Request:
Copy the records from the line with "Put a dot on each instance of the toddler's leg" through the end of the records, swapping "baby's" for "infant's" and changing nothing else.

Information provided:
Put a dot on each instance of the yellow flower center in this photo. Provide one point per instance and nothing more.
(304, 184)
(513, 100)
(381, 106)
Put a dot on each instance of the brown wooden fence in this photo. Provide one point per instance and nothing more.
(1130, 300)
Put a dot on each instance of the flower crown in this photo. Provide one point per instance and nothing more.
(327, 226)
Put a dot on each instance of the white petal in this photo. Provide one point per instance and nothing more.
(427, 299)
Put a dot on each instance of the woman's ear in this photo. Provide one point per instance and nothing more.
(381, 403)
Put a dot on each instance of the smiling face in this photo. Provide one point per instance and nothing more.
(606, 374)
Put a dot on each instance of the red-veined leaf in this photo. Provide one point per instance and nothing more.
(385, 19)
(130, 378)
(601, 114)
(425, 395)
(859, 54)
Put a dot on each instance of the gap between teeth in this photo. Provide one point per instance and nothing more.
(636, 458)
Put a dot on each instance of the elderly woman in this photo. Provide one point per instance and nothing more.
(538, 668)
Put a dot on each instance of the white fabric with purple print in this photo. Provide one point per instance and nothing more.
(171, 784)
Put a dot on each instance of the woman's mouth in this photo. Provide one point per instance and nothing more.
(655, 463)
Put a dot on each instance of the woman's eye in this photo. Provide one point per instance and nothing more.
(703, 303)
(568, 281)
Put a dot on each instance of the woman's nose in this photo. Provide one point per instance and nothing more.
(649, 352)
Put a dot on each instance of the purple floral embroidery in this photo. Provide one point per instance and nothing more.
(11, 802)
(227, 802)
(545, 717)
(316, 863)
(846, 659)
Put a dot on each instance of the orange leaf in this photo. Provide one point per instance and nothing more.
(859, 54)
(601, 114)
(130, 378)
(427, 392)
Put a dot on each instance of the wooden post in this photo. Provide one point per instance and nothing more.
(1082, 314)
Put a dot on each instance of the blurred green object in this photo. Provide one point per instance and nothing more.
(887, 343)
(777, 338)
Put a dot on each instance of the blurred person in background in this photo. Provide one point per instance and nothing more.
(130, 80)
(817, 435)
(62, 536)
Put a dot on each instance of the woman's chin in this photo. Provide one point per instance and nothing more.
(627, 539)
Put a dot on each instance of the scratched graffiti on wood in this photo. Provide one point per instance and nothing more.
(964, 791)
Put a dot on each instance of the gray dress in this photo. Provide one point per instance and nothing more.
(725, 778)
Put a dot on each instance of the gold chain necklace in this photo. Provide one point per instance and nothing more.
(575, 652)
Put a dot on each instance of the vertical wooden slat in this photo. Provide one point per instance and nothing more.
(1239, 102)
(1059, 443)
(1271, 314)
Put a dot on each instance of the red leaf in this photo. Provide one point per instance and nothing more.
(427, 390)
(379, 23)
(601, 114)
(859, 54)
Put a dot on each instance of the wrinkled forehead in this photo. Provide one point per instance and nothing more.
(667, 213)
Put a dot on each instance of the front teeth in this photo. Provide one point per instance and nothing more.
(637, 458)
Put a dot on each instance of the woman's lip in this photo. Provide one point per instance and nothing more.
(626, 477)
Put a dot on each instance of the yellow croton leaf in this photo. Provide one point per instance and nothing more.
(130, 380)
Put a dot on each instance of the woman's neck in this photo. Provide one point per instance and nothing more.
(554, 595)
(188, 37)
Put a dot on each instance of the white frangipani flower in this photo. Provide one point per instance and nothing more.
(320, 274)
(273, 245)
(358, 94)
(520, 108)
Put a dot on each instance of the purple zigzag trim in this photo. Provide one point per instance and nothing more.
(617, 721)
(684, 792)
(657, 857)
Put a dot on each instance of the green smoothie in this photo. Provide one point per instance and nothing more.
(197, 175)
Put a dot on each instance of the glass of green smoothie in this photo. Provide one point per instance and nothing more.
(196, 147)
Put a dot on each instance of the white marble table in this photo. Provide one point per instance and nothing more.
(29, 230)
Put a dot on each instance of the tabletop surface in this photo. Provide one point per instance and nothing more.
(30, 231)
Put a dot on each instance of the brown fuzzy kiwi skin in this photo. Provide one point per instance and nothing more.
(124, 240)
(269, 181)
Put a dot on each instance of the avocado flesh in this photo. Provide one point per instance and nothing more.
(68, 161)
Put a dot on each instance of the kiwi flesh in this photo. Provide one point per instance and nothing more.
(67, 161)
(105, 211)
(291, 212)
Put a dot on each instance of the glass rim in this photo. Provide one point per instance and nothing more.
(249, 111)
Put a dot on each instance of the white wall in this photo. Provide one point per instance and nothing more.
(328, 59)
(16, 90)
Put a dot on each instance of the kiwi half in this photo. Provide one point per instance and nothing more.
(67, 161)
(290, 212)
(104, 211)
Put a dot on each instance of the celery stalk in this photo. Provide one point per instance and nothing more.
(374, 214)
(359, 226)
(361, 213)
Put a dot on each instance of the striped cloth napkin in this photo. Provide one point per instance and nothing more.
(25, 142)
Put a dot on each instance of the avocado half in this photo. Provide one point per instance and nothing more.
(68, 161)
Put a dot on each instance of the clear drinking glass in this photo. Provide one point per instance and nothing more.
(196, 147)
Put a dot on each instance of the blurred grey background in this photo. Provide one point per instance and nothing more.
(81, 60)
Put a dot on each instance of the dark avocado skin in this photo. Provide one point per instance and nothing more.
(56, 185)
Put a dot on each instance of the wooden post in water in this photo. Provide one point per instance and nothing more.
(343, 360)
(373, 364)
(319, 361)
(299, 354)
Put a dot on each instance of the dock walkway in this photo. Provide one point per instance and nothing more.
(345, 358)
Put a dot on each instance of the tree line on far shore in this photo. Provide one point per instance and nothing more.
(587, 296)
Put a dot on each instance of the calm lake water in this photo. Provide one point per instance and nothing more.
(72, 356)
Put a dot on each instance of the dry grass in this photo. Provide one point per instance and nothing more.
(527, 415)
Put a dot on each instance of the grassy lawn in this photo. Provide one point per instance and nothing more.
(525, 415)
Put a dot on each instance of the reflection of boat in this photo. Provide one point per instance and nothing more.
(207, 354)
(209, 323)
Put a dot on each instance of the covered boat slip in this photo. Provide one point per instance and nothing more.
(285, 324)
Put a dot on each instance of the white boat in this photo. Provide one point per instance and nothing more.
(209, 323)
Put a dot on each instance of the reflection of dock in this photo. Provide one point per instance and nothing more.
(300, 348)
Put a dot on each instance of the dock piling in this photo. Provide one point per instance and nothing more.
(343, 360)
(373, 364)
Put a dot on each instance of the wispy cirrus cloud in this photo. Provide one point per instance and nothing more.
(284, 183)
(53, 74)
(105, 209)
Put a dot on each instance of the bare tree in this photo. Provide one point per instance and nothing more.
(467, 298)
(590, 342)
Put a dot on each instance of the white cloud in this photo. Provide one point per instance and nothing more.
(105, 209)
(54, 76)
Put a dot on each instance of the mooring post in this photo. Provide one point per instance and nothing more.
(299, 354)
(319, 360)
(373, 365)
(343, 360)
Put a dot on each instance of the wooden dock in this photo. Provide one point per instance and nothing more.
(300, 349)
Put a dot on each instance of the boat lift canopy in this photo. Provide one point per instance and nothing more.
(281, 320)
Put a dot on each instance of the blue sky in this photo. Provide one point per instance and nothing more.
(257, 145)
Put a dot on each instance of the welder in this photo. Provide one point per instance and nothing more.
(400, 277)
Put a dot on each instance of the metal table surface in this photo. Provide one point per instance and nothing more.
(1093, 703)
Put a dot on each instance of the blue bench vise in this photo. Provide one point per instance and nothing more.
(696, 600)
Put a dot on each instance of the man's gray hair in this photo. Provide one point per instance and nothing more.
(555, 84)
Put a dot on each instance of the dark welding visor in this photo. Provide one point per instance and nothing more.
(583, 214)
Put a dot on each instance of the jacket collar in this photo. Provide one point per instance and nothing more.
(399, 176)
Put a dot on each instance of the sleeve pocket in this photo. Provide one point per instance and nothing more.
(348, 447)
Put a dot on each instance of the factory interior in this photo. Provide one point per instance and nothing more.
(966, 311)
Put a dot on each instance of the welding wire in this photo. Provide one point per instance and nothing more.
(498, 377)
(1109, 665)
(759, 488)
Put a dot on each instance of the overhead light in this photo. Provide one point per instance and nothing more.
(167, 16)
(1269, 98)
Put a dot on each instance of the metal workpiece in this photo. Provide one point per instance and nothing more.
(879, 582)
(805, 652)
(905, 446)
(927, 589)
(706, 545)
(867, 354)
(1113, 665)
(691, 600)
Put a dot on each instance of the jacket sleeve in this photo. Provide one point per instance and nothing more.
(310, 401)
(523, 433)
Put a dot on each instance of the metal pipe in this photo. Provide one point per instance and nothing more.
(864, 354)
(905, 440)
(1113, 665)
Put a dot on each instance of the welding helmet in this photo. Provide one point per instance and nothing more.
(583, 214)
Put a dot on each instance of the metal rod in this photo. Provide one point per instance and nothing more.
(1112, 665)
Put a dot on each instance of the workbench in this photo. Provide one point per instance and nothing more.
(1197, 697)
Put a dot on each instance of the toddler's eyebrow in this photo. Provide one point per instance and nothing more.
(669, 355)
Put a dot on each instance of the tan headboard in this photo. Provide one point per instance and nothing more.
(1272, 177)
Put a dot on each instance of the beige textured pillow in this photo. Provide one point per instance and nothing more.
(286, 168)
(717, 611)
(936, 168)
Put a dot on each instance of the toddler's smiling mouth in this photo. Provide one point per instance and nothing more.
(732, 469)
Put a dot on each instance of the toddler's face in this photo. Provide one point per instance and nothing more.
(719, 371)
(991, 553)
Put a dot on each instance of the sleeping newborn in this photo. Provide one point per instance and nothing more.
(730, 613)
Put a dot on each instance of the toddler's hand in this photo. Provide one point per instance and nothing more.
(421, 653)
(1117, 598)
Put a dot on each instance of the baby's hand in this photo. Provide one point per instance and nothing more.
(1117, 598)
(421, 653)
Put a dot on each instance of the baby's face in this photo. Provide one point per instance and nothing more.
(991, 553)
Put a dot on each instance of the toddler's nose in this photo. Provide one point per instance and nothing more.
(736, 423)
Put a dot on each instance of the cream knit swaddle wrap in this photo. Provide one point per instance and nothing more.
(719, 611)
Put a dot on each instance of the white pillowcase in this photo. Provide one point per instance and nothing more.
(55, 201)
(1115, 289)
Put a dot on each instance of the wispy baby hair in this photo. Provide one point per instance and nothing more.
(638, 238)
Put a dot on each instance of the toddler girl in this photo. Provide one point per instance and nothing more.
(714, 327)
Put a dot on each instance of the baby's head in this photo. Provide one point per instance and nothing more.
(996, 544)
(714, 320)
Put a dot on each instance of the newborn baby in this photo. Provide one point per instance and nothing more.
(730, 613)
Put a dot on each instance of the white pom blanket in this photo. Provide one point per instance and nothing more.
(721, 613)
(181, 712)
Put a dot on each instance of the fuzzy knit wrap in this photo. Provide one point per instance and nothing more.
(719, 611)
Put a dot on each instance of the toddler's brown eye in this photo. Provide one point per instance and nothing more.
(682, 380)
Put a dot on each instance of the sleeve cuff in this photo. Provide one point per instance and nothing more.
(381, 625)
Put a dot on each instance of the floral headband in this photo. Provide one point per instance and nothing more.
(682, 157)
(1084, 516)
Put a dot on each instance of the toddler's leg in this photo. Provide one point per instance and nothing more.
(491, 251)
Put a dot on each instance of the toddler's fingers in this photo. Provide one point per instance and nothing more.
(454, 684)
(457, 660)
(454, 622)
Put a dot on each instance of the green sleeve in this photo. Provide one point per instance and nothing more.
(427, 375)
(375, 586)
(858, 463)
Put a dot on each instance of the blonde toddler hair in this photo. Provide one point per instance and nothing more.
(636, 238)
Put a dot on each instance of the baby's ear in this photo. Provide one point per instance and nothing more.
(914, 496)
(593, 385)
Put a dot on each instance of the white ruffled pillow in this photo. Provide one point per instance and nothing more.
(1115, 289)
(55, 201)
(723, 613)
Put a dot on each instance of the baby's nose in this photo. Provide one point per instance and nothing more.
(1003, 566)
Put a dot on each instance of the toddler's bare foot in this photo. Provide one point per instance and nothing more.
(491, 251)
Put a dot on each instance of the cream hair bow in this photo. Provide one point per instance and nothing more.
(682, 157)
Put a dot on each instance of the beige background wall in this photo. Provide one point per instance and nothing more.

Exercise response:
Put a dot on each instance of the toddler's leg in this photo. Provide one point per instance and nothing more.
(491, 251)
Put a dot on each instance of the toddler's fingers in this photo. Provide one point per instance and nothing more.
(454, 684)
(457, 660)
(454, 622)
Put a dot on each instance of the green sleeve in this photo. Provide one point per instance and nothing more.
(427, 375)
(375, 586)
(858, 463)
Put a dot on each instance of the blonde toddler hair in this photo. Provide one point per instance and nothing more.
(636, 238)
Put a dot on each instance of the infant's ear in this photo. Provide one point per instance and nothing more.
(914, 496)
(593, 385)
Put a dot on each instance of the white ruffled pillow in this photo. Provide one point per instance and nothing more.
(1115, 289)
(55, 201)
(723, 613)
Put a dot on each instance of the infant's nose in this photo. Provide one point per instance and nothing more.
(1003, 566)
Put a dot on each instance of the toddler's bare foot in this photo. Provide one point per instance and nothing more.
(491, 251)
Put a dot on each instance of the cream hair bow in this photo. Provide one point per instance and nothing more.
(682, 157)
Put a dot on each instance of the beige background wall in this photo. Provide one point per instance and nothing more.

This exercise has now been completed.